** AIM OF THE TASK **
Pull out each line of the items below that contains the word "frame", matching case exactly.

— Start of SOURCE RECORDS —

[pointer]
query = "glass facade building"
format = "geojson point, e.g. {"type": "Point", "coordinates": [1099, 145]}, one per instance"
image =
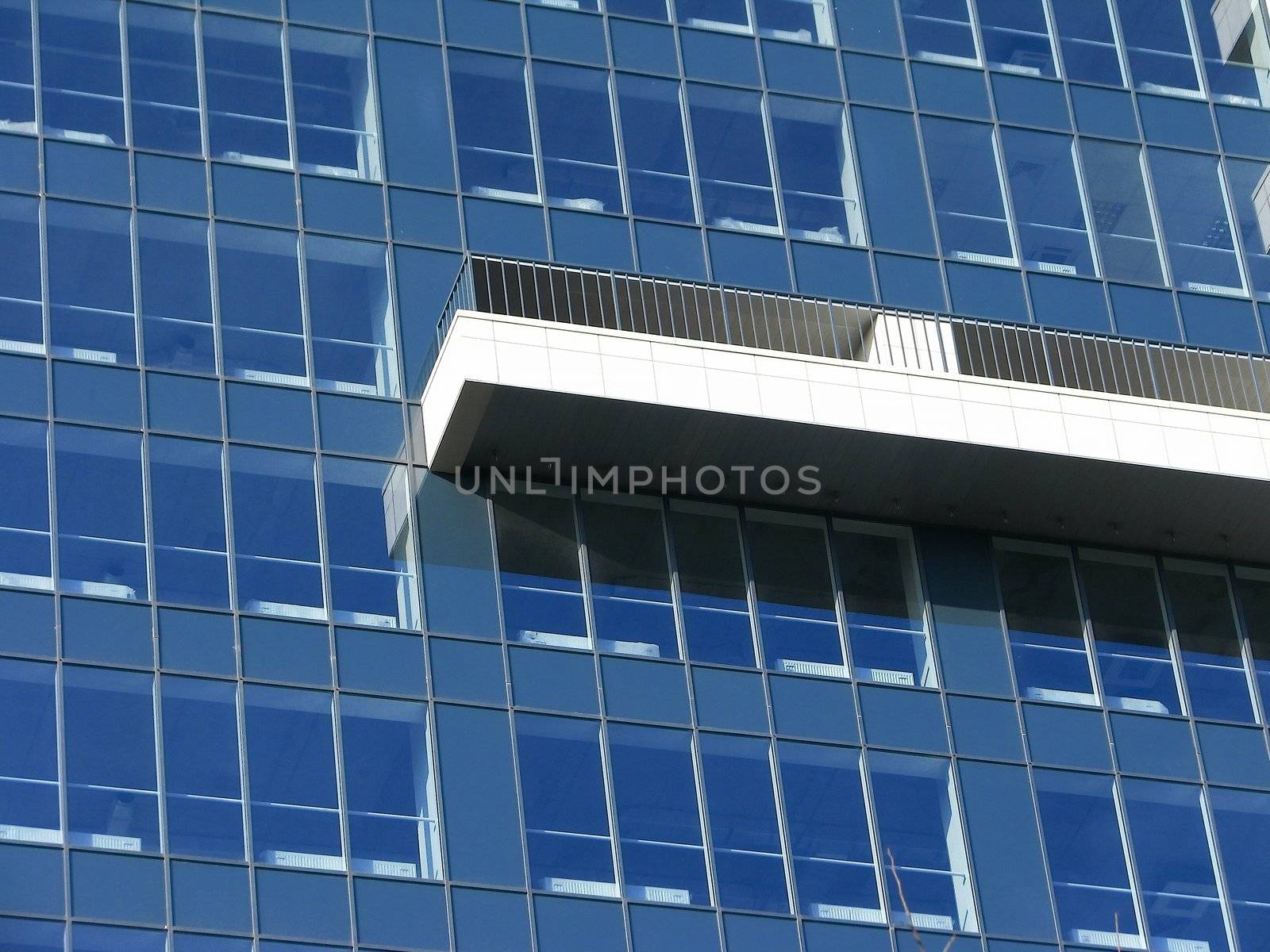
{"type": "Point", "coordinates": [270, 685]}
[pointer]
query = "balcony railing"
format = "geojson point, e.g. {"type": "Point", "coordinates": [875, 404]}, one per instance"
{"type": "Point", "coordinates": [863, 333]}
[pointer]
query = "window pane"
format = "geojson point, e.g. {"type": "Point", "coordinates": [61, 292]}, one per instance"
{"type": "Point", "coordinates": [201, 767]}
{"type": "Point", "coordinates": [1087, 41]}
{"type": "Point", "coordinates": [370, 543]}
{"type": "Point", "coordinates": [1241, 822]}
{"type": "Point", "coordinates": [101, 513]}
{"type": "Point", "coordinates": [351, 317]}
{"type": "Point", "coordinates": [1159, 46]}
{"type": "Point", "coordinates": [1175, 865]}
{"type": "Point", "coordinates": [575, 130]}
{"type": "Point", "coordinates": [112, 799]}
{"type": "Point", "coordinates": [175, 294]}
{"type": "Point", "coordinates": [80, 70]}
{"type": "Point", "coordinates": [711, 583]}
{"type": "Point", "coordinates": [330, 92]}
{"type": "Point", "coordinates": [163, 80]}
{"type": "Point", "coordinates": [565, 810]}
{"type": "Point", "coordinates": [492, 126]}
{"type": "Point", "coordinates": [17, 73]}
{"type": "Point", "coordinates": [21, 313]}
{"type": "Point", "coordinates": [965, 186]}
{"type": "Point", "coordinates": [818, 171]}
{"type": "Point", "coordinates": [730, 149]}
{"type": "Point", "coordinates": [657, 162]}
{"type": "Point", "coordinates": [539, 573]}
{"type": "Point", "coordinates": [658, 823]}
{"type": "Point", "coordinates": [832, 854]}
{"type": "Point", "coordinates": [1118, 203]}
{"type": "Point", "coordinates": [795, 600]}
{"type": "Point", "coordinates": [1200, 601]}
{"type": "Point", "coordinates": [1048, 209]}
{"type": "Point", "coordinates": [247, 103]}
{"type": "Point", "coordinates": [391, 787]}
{"type": "Point", "coordinates": [1195, 221]}
{"type": "Point", "coordinates": [90, 283]}
{"type": "Point", "coordinates": [630, 583]}
{"type": "Point", "coordinates": [921, 842]}
{"type": "Point", "coordinates": [939, 31]}
{"type": "Point", "coordinates": [25, 545]}
{"type": "Point", "coordinates": [29, 771]}
{"type": "Point", "coordinates": [291, 765]}
{"type": "Point", "coordinates": [745, 835]}
{"type": "Point", "coordinates": [188, 518]}
{"type": "Point", "coordinates": [886, 622]}
{"type": "Point", "coordinates": [1016, 37]}
{"type": "Point", "coordinates": [277, 558]}
{"type": "Point", "coordinates": [1130, 634]}
{"type": "Point", "coordinates": [262, 330]}
{"type": "Point", "coordinates": [1086, 860]}
{"type": "Point", "coordinates": [1047, 635]}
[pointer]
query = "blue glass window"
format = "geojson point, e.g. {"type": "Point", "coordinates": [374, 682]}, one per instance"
{"type": "Point", "coordinates": [295, 809]}
{"type": "Point", "coordinates": [575, 132]}
{"type": "Point", "coordinates": [334, 105]}
{"type": "Point", "coordinates": [1047, 635]}
{"type": "Point", "coordinates": [1053, 230]}
{"type": "Point", "coordinates": [630, 583]}
{"type": "Point", "coordinates": [657, 160]}
{"type": "Point", "coordinates": [82, 70]}
{"type": "Point", "coordinates": [539, 571]}
{"type": "Point", "coordinates": [101, 513]}
{"type": "Point", "coordinates": [247, 101]}
{"type": "Point", "coordinates": [965, 184]}
{"type": "Point", "coordinates": [90, 283]}
{"type": "Point", "coordinates": [829, 844]}
{"type": "Point", "coordinates": [1195, 221]}
{"type": "Point", "coordinates": [1087, 41]}
{"type": "Point", "coordinates": [391, 787]}
{"type": "Point", "coordinates": [29, 770]}
{"type": "Point", "coordinates": [492, 126]}
{"type": "Point", "coordinates": [17, 73]}
{"type": "Point", "coordinates": [1199, 596]}
{"type": "Point", "coordinates": [370, 543]}
{"type": "Point", "coordinates": [745, 835]}
{"type": "Point", "coordinates": [262, 329]}
{"type": "Point", "coordinates": [565, 810]}
{"type": "Point", "coordinates": [1130, 635]}
{"type": "Point", "coordinates": [818, 171]}
{"type": "Point", "coordinates": [21, 313]}
{"type": "Point", "coordinates": [1122, 217]}
{"type": "Point", "coordinates": [1241, 823]}
{"type": "Point", "coordinates": [886, 622]}
{"type": "Point", "coordinates": [921, 842]}
{"type": "Point", "coordinates": [1087, 860]}
{"type": "Point", "coordinates": [939, 31]}
{"type": "Point", "coordinates": [203, 786]}
{"type": "Point", "coordinates": [1175, 865]}
{"type": "Point", "coordinates": [1016, 37]}
{"type": "Point", "coordinates": [163, 80]}
{"type": "Point", "coordinates": [795, 598]}
{"type": "Point", "coordinates": [658, 822]}
{"type": "Point", "coordinates": [351, 317]}
{"type": "Point", "coordinates": [277, 559]}
{"type": "Point", "coordinates": [25, 543]}
{"type": "Point", "coordinates": [112, 800]}
{"type": "Point", "coordinates": [733, 171]}
{"type": "Point", "coordinates": [188, 518]}
{"type": "Point", "coordinates": [711, 583]}
{"type": "Point", "coordinates": [1157, 44]}
{"type": "Point", "coordinates": [175, 294]}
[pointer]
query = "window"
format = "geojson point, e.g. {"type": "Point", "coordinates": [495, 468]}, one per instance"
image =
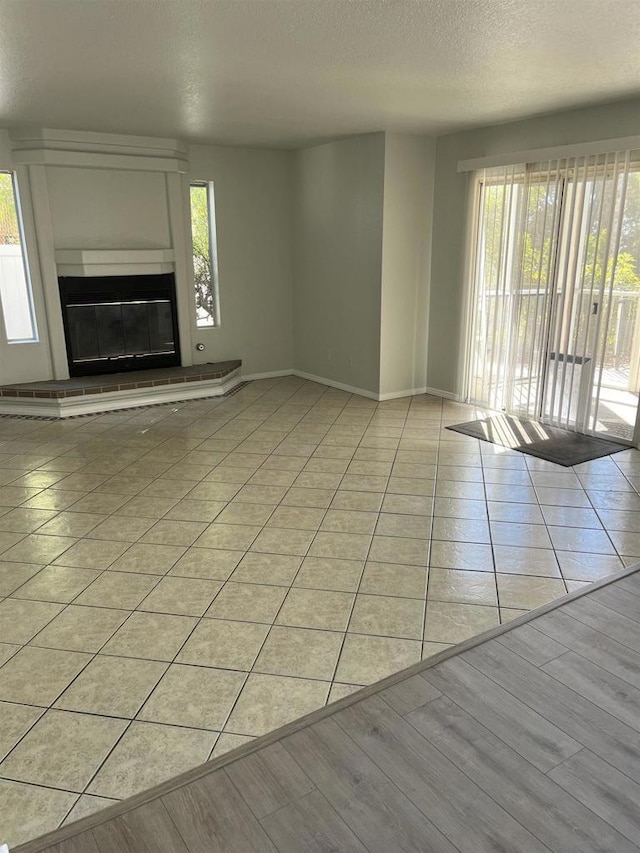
{"type": "Point", "coordinates": [555, 314]}
{"type": "Point", "coordinates": [205, 255]}
{"type": "Point", "coordinates": [15, 287]}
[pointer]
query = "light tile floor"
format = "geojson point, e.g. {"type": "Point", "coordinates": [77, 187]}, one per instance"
{"type": "Point", "coordinates": [179, 579]}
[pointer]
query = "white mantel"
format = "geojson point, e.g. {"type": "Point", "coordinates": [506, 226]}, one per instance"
{"type": "Point", "coordinates": [102, 205]}
{"type": "Point", "coordinates": [99, 262]}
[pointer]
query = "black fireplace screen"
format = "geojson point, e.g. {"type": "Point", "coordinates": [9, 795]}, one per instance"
{"type": "Point", "coordinates": [119, 323]}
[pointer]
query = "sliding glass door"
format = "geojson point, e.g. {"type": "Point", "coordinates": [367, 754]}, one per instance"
{"type": "Point", "coordinates": [554, 313]}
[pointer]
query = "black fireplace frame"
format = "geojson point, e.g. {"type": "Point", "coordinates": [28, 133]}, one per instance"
{"type": "Point", "coordinates": [81, 290]}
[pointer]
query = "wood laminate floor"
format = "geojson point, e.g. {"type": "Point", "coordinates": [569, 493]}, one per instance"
{"type": "Point", "coordinates": [524, 741]}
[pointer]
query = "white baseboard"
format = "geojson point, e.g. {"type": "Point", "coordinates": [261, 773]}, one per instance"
{"type": "Point", "coordinates": [395, 395]}
{"type": "Point", "coordinates": [270, 374]}
{"type": "Point", "coordinates": [447, 395]}
{"type": "Point", "coordinates": [339, 385]}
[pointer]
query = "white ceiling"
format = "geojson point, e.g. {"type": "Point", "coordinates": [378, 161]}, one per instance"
{"type": "Point", "coordinates": [291, 72]}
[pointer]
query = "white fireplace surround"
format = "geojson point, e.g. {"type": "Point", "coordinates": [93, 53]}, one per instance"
{"type": "Point", "coordinates": [86, 163]}
{"type": "Point", "coordinates": [99, 262]}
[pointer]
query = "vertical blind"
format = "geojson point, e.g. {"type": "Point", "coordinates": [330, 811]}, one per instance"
{"type": "Point", "coordinates": [544, 281]}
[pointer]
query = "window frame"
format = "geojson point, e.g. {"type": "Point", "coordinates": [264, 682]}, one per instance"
{"type": "Point", "coordinates": [35, 337]}
{"type": "Point", "coordinates": [213, 254]}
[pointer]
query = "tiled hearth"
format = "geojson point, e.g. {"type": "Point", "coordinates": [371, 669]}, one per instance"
{"type": "Point", "coordinates": [141, 387]}
{"type": "Point", "coordinates": [180, 579]}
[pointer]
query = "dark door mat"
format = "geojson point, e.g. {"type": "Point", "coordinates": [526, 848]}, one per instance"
{"type": "Point", "coordinates": [551, 443]}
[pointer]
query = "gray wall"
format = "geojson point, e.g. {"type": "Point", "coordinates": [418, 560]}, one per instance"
{"type": "Point", "coordinates": [253, 194]}
{"type": "Point", "coordinates": [338, 210]}
{"type": "Point", "coordinates": [406, 246]}
{"type": "Point", "coordinates": [449, 231]}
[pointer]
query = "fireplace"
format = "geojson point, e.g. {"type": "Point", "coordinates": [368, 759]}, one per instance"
{"type": "Point", "coordinates": [118, 323]}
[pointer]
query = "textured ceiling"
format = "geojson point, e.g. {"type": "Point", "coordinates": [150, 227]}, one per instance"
{"type": "Point", "coordinates": [291, 72]}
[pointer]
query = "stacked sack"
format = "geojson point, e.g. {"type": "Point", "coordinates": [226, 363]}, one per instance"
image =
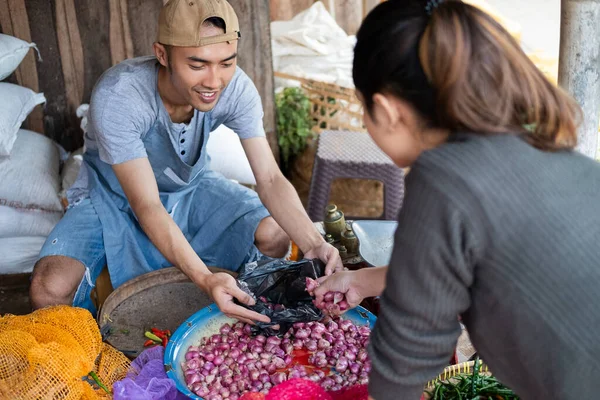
{"type": "Point", "coordinates": [29, 170]}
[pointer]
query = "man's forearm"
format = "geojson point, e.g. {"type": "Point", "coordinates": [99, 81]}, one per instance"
{"type": "Point", "coordinates": [280, 198]}
{"type": "Point", "coordinates": [170, 241]}
{"type": "Point", "coordinates": [371, 281]}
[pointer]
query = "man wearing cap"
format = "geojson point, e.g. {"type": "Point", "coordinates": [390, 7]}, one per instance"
{"type": "Point", "coordinates": [146, 198]}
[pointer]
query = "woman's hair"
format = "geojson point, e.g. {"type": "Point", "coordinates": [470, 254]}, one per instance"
{"type": "Point", "coordinates": [461, 71]}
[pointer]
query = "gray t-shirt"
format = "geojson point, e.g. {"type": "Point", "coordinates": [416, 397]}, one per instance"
{"type": "Point", "coordinates": [507, 236]}
{"type": "Point", "coordinates": [125, 105]}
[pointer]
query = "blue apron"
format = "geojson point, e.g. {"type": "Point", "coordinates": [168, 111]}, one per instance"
{"type": "Point", "coordinates": [217, 217]}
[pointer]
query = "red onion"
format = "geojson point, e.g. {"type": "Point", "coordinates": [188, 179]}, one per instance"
{"type": "Point", "coordinates": [342, 364]}
{"type": "Point", "coordinates": [209, 366]}
{"type": "Point", "coordinates": [201, 390]}
{"type": "Point", "coordinates": [311, 345]}
{"type": "Point", "coordinates": [279, 352]}
{"type": "Point", "coordinates": [237, 362]}
{"type": "Point", "coordinates": [228, 381]}
{"type": "Point", "coordinates": [223, 347]}
{"type": "Point", "coordinates": [194, 363]}
{"type": "Point", "coordinates": [279, 362]}
{"type": "Point", "coordinates": [273, 340]}
{"type": "Point", "coordinates": [257, 385]}
{"type": "Point", "coordinates": [332, 326]}
{"type": "Point", "coordinates": [302, 333]}
{"type": "Point", "coordinates": [367, 366]}
{"type": "Point", "coordinates": [345, 324]}
{"type": "Point", "coordinates": [311, 285]}
{"type": "Point", "coordinates": [261, 339]}
{"type": "Point", "coordinates": [343, 305]}
{"type": "Point", "coordinates": [354, 368]}
{"type": "Point", "coordinates": [321, 362]}
{"type": "Point", "coordinates": [278, 378]}
{"type": "Point", "coordinates": [218, 360]}
{"type": "Point", "coordinates": [257, 349]}
{"type": "Point", "coordinates": [337, 297]}
{"type": "Point", "coordinates": [350, 355]}
{"type": "Point", "coordinates": [287, 348]}
{"type": "Point", "coordinates": [191, 379]}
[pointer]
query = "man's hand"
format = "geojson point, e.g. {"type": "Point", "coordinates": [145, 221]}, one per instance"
{"type": "Point", "coordinates": [329, 255]}
{"type": "Point", "coordinates": [345, 282]}
{"type": "Point", "coordinates": [223, 288]}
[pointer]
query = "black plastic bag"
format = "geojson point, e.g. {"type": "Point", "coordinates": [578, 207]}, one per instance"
{"type": "Point", "coordinates": [283, 285]}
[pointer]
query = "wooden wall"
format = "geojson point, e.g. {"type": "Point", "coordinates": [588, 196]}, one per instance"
{"type": "Point", "coordinates": [80, 39]}
{"type": "Point", "coordinates": [348, 13]}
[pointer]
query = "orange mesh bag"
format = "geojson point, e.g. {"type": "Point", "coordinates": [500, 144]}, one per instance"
{"type": "Point", "coordinates": [50, 353]}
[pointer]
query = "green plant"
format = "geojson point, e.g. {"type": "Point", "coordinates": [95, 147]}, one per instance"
{"type": "Point", "coordinates": [294, 122]}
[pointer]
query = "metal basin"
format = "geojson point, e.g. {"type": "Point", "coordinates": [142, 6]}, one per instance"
{"type": "Point", "coordinates": [375, 240]}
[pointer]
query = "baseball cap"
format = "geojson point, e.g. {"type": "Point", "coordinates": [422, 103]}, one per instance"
{"type": "Point", "coordinates": [179, 22]}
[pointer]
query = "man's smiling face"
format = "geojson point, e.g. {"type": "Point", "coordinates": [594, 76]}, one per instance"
{"type": "Point", "coordinates": [199, 74]}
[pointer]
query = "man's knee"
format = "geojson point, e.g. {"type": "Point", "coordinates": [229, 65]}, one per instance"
{"type": "Point", "coordinates": [271, 239]}
{"type": "Point", "coordinates": [55, 280]}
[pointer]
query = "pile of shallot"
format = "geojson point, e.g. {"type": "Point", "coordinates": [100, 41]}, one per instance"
{"type": "Point", "coordinates": [231, 363]}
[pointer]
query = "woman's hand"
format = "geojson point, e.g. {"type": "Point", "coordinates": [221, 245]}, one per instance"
{"type": "Point", "coordinates": [223, 288]}
{"type": "Point", "coordinates": [329, 255]}
{"type": "Point", "coordinates": [345, 282]}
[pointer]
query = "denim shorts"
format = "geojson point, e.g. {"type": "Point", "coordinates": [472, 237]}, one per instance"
{"type": "Point", "coordinates": [79, 235]}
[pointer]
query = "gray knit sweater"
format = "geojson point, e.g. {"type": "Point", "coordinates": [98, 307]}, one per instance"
{"type": "Point", "coordinates": [508, 237]}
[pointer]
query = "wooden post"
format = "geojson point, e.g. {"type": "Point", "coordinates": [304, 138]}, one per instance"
{"type": "Point", "coordinates": [579, 67]}
{"type": "Point", "coordinates": [256, 59]}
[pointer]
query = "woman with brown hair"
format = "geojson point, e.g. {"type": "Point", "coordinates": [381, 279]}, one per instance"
{"type": "Point", "coordinates": [501, 220]}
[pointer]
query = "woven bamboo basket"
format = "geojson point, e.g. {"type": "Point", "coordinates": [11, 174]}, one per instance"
{"type": "Point", "coordinates": [454, 370]}
{"type": "Point", "coordinates": [335, 108]}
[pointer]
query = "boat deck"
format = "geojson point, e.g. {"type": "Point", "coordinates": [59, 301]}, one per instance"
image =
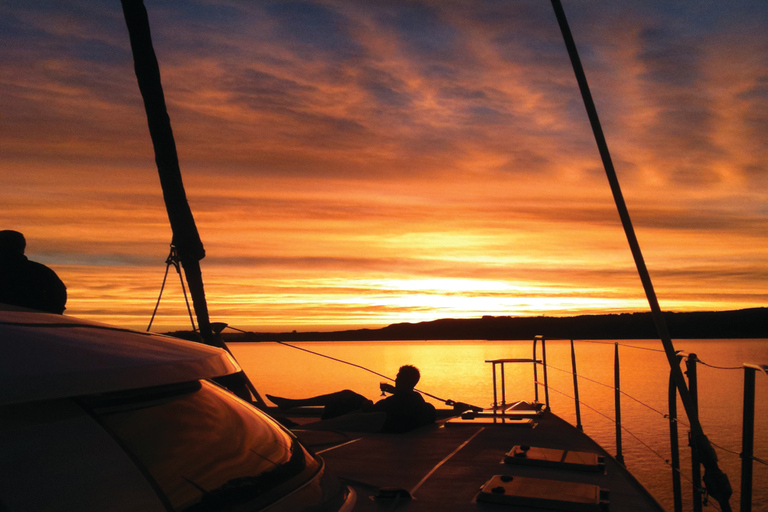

— End of SOURCE RECORDS —

** THE SOLUTION **
query = "black fireplace frame"
query = "window frame"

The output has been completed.